• What you should do
Update the data below so that each "lit candle" becomes "burning candle", and leave every other line unchanged.

• Supplied records
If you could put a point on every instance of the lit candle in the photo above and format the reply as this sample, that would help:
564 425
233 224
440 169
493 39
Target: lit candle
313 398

• Exercise result
If you could put a point on every instance of the burning candle in the photo above and format the reply as this sample, that would help:
564 425
233 224
440 169
493 39
Target: burning candle
313 398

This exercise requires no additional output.